=== What to produce ===
Reproduce the entries. Each one must match the original exactly.

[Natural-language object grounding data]
━━━━━━━━━━━━━━━━

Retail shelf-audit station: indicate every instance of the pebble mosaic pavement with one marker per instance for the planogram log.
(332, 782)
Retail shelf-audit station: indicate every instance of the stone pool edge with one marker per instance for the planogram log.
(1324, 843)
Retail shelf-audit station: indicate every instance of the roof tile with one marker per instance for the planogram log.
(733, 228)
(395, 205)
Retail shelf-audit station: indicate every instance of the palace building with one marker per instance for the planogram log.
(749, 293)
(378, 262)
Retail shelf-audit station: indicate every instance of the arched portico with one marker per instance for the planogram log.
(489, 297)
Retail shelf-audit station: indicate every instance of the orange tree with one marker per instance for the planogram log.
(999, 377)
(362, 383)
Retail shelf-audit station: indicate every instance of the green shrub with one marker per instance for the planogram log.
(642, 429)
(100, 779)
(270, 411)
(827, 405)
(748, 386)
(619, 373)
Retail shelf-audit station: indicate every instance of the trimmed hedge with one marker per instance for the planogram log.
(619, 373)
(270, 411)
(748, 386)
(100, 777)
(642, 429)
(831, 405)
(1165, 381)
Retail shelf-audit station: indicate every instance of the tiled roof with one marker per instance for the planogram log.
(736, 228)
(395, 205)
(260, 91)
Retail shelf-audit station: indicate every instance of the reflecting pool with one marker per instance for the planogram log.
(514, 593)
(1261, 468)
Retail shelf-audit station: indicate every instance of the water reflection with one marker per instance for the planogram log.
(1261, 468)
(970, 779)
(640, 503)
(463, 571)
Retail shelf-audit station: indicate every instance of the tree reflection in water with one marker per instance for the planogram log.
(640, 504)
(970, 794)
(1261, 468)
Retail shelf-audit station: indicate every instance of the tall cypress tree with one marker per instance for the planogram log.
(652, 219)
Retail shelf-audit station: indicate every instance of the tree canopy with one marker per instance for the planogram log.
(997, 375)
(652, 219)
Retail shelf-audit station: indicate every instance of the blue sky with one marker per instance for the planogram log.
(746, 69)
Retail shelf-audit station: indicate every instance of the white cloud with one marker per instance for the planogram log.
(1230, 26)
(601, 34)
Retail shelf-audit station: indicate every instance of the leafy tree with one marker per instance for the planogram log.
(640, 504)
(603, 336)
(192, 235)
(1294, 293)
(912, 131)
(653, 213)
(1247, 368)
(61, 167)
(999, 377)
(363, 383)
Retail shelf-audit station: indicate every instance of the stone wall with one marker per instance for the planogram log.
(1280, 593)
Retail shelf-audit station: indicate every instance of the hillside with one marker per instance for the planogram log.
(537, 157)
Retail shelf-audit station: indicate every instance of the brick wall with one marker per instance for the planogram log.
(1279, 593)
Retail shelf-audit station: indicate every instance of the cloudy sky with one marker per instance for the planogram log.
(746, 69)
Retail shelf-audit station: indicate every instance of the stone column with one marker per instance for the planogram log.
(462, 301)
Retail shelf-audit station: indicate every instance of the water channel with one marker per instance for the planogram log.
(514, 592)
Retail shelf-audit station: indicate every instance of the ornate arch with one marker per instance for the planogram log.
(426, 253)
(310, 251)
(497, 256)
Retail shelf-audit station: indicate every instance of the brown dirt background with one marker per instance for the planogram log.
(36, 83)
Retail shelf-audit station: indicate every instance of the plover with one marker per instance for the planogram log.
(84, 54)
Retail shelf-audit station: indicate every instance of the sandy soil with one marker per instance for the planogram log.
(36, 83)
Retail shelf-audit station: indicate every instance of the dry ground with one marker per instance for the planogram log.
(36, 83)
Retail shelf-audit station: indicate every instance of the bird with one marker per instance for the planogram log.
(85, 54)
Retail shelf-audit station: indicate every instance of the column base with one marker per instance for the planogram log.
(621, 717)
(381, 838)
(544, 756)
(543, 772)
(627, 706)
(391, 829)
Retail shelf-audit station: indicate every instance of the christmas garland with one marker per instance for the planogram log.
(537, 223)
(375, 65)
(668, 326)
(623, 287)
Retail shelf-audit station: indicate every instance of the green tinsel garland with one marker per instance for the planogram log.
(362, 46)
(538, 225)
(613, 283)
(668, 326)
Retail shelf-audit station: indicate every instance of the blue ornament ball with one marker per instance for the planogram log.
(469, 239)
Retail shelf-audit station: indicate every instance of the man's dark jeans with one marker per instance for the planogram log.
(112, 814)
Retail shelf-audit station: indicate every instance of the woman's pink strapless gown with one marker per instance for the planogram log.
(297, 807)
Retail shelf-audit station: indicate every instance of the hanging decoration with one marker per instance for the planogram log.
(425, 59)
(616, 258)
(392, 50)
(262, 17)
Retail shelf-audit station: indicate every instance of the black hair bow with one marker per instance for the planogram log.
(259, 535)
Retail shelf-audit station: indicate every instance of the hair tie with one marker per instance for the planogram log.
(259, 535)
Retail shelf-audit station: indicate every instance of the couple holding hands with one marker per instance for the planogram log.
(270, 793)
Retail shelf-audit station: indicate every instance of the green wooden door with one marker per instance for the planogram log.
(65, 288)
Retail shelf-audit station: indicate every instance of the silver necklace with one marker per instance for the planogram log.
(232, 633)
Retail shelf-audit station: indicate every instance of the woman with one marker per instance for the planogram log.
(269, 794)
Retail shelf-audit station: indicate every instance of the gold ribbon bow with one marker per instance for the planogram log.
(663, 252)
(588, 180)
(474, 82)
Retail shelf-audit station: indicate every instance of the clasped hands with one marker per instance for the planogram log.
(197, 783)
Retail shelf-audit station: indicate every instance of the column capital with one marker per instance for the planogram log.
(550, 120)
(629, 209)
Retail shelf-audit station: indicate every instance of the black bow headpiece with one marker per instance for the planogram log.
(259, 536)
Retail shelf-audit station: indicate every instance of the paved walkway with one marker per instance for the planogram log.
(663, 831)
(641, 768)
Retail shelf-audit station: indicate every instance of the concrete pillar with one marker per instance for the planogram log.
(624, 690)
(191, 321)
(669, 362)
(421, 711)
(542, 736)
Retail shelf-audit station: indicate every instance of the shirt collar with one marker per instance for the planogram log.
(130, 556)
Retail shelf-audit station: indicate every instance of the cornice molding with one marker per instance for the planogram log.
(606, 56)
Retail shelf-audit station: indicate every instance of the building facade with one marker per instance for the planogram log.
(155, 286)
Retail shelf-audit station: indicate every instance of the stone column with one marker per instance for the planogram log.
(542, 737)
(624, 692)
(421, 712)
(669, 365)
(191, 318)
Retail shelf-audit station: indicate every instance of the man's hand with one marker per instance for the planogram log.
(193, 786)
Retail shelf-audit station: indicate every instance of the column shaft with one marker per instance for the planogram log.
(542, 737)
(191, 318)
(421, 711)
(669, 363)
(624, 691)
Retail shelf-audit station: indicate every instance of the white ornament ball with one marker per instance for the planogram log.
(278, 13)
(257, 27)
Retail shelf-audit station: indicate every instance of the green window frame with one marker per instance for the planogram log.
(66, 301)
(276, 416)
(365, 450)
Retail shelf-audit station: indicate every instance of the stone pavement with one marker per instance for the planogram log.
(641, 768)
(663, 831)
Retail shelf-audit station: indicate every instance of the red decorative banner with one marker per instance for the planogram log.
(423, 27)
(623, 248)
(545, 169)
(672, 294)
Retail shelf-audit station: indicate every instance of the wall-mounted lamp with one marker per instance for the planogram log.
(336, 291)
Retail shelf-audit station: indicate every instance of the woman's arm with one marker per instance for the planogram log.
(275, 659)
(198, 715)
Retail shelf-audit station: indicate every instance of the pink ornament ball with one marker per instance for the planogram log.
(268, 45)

━━━━━━━━━━━━━━━━

=== Response area ===
Retail shelf-audit station: indicate every instance of the pebble mosaic pavement with one marker per instance for the planogram log.
(332, 782)
Retail shelf-audit station: indicate every instance of the stone pool edge with one marker per instance for the planogram log.
(1324, 843)
Retail shelf-audit station: indicate every instance of the roof tile with one marker per instance for the planogram log.
(733, 228)
(395, 205)
Retail shelf-audit station: indicate every instance of the palace building with one marker per instance for the planogram log.
(749, 293)
(378, 262)
Retail shelf-audit station: indicate every instance of the arched portico with one marker per instance for the planogram log.
(489, 297)
Retail shelf-audit station: indicate every instance of the orange tree with one marker per instance for the planogram log.
(999, 377)
(362, 383)
Retail shelf-audit station: indicate every instance of the green shrub with one marker per instance for the planogram log.
(642, 429)
(100, 779)
(270, 411)
(827, 405)
(748, 386)
(619, 373)
Retail shelf-audit station: indicate every instance of the trimmed hedge with one marker per instance for the planogram log.
(619, 373)
(270, 411)
(748, 386)
(100, 777)
(642, 429)
(831, 405)
(1165, 381)
Retail shelf-audit station: indicate every instance of the tiled roof with one marker per instance for the planogram log.
(736, 228)
(395, 205)
(260, 91)
Retail shelf-audit station: indicate every instance of the reflecting pool with one marker per instance for the planogram log.
(514, 593)
(1261, 468)
Retail shelf-audit station: indicate every instance of the water reflection with one marker per instance for the planogram log.
(1261, 468)
(970, 779)
(640, 503)
(463, 571)
Retail shelf-audit station: indicate every instance of the tree reflection in water with one marker per instance for the planogram log.
(640, 504)
(970, 794)
(1261, 468)
Retail shelf-audit station: indicate every instance of the tall cypress tree with one marker per instance for the planogram log.
(652, 219)
Retail shelf-audit station: indicate every instance of the tree canopy with one marker per instance for the planogram log.
(997, 375)
(652, 219)
Retail shelf-audit station: indicate every instance of the blue sky with one marker per instance for the planogram log.
(746, 69)
Retail shelf-audit station: indicate every instance of the white cloud with one marker per instance for the planogram log.
(1230, 26)
(601, 34)
Retail shelf-audit station: indicate every instance of the leafy tree with one marker per instance for the planogram log.
(640, 504)
(603, 336)
(192, 235)
(1294, 293)
(912, 131)
(653, 213)
(1247, 368)
(61, 167)
(999, 377)
(363, 383)
Retail shelf-audit station: indicate every instance of the stone wall with one marker per instance for the planogram log.
(1280, 593)
Retail shelf-audit station: indicate every instance of the hillside with one marker per instance for the planogram log.
(537, 157)
Retail shelf-audit station: indicate every instance of the brick wall with one marker per instance for the planogram log.
(1279, 593)
Retail shelf-audit station: indicate every instance of the cloudy sky with one marker per instance for the planogram log.
(746, 69)
Retail shelf-audit station: indicate every instance of the stone column with one marker per instance for the planogram log.
(462, 301)
Retail shelf-audit station: indicate every instance of the water channel with one marker per instance for the planogram log.
(514, 592)
Retail shelf-audit station: indicate every instance of the ornate arch with one marker per instance for the planogram log.
(426, 253)
(310, 251)
(497, 256)
Retail shelf-audit station: indicate every instance of the brown dirt background with one marker per instance for the planogram log.
(36, 83)
Retail shelf-audit station: indicate every instance of the plover with one marker per instance for the planogram log.
(84, 54)
Retail shelf-audit station: indicate every instance of the sandy soil with one marker per instance for the planogram log.
(36, 83)
Retail shelf-audit station: indicate every instance of the dry ground with one marker per instance for the planogram log.
(36, 83)
Retail shelf-audit station: indicate every instance of the bird with one marker per instance for the planogram log.
(85, 54)
Retail shelf-audit station: indicate every instance of the column base with one marker per instance for the planogram log.
(621, 717)
(381, 838)
(544, 756)
(543, 772)
(627, 706)
(391, 829)
Retail shelf-audit station: indicate every instance of the christmas garland with one marker per instance for the planogram log.
(537, 223)
(375, 65)
(668, 326)
(623, 287)
Retail shelf-audit station: indicate every instance of the green tinsel garland with one marker per instance for the planogram log.
(362, 46)
(538, 225)
(613, 283)
(668, 326)
Retail shelf-audit station: indicate every instance of the blue ornament ball with one marker per instance for the planogram log.
(469, 239)
Retail shelf-audit station: indicate every instance of the man's dark jeans with one marker per instance for the planogram log.
(112, 814)
Retail shelf-audit station: indicate every instance of the woman's pink strapless gown with one marker per instance for the planogram log.
(297, 807)
Retail shelf-audit station: indicate every instance of the hanging decoration with one marker per instance for the planogram log.
(425, 59)
(616, 258)
(392, 50)
(262, 17)
Retail shelf-audit station: indicate every instance of the black hair bow with one marker per instance for the planogram log.
(259, 535)
Retail shelf-audit station: indicate every instance of the hair tie with one marker per instance for the planogram log.
(259, 535)
Retail shelf-audit station: indicate every instance of the couple holding hands with one marker per instance for the planogram log.
(270, 793)
Retail shelf-audit station: indicate every instance of the green wooden door with one marker per instance for the planogram log.
(65, 288)
Retail shelf-audit station: indicate every instance of the silver necklace with one marker per instance for the planogram log.
(232, 633)
Retail shelf-audit station: indicate every instance of the woman with one marker per instance for the planogram log.
(269, 794)
Retail shelf-audit station: indicate every instance of the gold ribbon bow with one marker per instance for the planogram log.
(663, 252)
(588, 180)
(474, 82)
Retail shelf-audit station: indicate every instance of the clasped hands with one marker per instance for the planogram log.
(197, 783)
Retail shelf-audit station: indicate every instance of the column capital with one marker per instance for the planogram log.
(550, 120)
(629, 209)
Retail shelf-audit station: indicate every instance of the black bow headpiece with one marker per instance for the planogram log.
(259, 536)
Retail shelf-audit station: indicate every instance of the paved walkway with one marker per instance for the planogram log.
(663, 831)
(641, 768)
Retail shelf-audit station: indicate every instance of the concrete pillar with one marker per instance for the planogram log.
(624, 690)
(191, 321)
(669, 362)
(421, 711)
(542, 736)
Retail shelf-audit station: indicate every instance of the shirt collar with one marker per instance for the planogram log.
(130, 556)
Retail shelf-audit station: indicate every instance of the cornice molding with one marker per instance for the planogram log.
(606, 56)
Retail shelf-audit station: indicate every instance of the building facade with one marker per instance for the planogram log.
(155, 286)
Retail shelf-audit station: indicate every instance of the stone column with one marker per instance for the planogram log.
(542, 737)
(624, 692)
(421, 712)
(669, 365)
(191, 318)
Retail shelf-audit station: indicate every instance of the man's hand with one marker per instance for the planogram log.
(193, 786)
Retail shelf-audit station: indicate every instance of the column shaft with one marker per instance for the planogram log.
(542, 737)
(191, 318)
(421, 711)
(669, 363)
(624, 691)
Retail shelf-audit station: indicate every instance of the white ornament ball with one marker per instance for the planogram log.
(278, 13)
(257, 27)
Retail shelf-audit station: indicate every instance of the green window frame with one marker per instance for the planogram log.
(66, 301)
(276, 416)
(365, 450)
Retail shelf-audit station: indicate every instance of the stone pavement with one marker per instance for the planogram log.
(641, 768)
(663, 831)
Retail shelf-audit station: indicate every instance of the red decorative banner with one marker per instance for the planogram log.
(423, 27)
(623, 248)
(545, 169)
(672, 294)
Retail shelf-audit station: indicate every instance of the wall-mounted lamp with one marker per instance for the planogram log.
(336, 291)
Retail shelf-audit station: indicate every instance of the woman's arm with one marker per instance for the planogram log.
(275, 659)
(198, 715)
Retail shelf-audit station: indicate every instance of the pink ornament ball with one marker per instance for the planogram log.
(268, 45)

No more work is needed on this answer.